Work to complete
1: Reproduce word for word the part of the storm tide text starting with "Realising that such" and going on through "the Humber estuary.".
2: Decide whether each statement agrees with the storm tide text, answering yes or no and quoting the words that settle it: (a) Most of the casualties in the Netherlands occurred in Zeeland. (b) Nineteen people were killed in Belgium. (c) The ferry MV Princess Victoria was lost west of Belfast.

A combination of a high spring tide and a severe European windstorm over the North Sea caused a storm tide; the combination of wind, high tide, and low pressure led to a water level of more than 5.6 metres (18.4 ft) above mean sea level in some locations. The flood and waves overwhelmed sea defences and caused extensive flooding. The Netherlands, a country with 20% of its territory below mean sea level and 50% less than 1 metre (3.3 ft) above sea level and which relies heavily on sea defences, was worst affected, recording 1,836 deaths and widespread property damage. Most of the casualties occurred in the southern province of Zeeland. In England, 307 people were killed in the counties of Lincolnshire, Norfolk, Suffolk and Essex. Nineteen were killed in Scotland. Twenty-eight people were killed in West Flanders, Belgium.

In addition, more than 230 deaths occurred on water craft along Northern European coasts as well as on ships in deeper waters of the North Sea. The ferry MV Princess Victoria was lost at sea in the North Channel east of Belfast with 133 fatalities, and many fishing trawlers sank.

Realising that such infrequent events could recur, the Netherlands particularly, and the United Kingdom carried out major studies on strengthening of coastal defences. The Netherlands developed the Delta Works, an extensive system of dams and storm surge barriers. The UK constructed storm surge barriers on the River Thames below London and on the River Hull where it meets the Humber estuary.

Dataset
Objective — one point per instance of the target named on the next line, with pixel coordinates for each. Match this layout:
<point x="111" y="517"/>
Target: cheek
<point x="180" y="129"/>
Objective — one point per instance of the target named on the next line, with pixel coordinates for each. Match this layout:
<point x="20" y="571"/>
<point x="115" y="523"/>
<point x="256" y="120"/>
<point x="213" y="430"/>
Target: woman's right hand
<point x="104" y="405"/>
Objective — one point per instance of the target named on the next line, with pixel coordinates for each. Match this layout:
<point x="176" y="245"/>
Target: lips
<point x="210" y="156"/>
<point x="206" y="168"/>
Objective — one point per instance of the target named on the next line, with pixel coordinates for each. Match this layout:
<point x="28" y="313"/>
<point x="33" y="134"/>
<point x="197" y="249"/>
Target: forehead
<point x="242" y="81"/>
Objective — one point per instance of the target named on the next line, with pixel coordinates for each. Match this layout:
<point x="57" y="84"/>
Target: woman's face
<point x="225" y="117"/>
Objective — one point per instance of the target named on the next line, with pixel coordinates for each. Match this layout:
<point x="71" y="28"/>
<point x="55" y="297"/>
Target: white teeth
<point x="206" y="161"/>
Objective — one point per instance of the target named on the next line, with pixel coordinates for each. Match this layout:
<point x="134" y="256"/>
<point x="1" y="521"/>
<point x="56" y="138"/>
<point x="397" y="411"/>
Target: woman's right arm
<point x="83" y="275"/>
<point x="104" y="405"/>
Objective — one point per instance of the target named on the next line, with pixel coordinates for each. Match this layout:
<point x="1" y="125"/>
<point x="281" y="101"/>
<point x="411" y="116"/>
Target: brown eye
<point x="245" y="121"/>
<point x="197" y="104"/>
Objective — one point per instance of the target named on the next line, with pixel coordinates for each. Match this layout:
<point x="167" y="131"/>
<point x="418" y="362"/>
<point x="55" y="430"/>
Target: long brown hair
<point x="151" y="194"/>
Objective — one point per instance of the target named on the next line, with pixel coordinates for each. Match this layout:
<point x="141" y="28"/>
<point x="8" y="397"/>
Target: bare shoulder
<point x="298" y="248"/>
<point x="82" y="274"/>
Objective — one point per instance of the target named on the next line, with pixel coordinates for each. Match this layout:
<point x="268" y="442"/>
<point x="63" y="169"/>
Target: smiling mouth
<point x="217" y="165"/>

Solved tasks
1:
Realising that such infrequent events could recur, the Netherlands particularly, and the United Kingdom carried out major studies on strengthening of coastal defences. The Netherlands developed the Delta Works, an extensive system of dams and storm surge barriers. The UK constructed storm surge barriers on the River Thames below London and on the River Hull where it meets the Humber estuary.

2:
(a) Yes: "Most of the casualties occurred in the southern province of Zeeland."
(b) No: "Twenty-eight people were killed in West Flanders, Belgium."
(c) No: "lost at sea in the North Channel east of Belfast"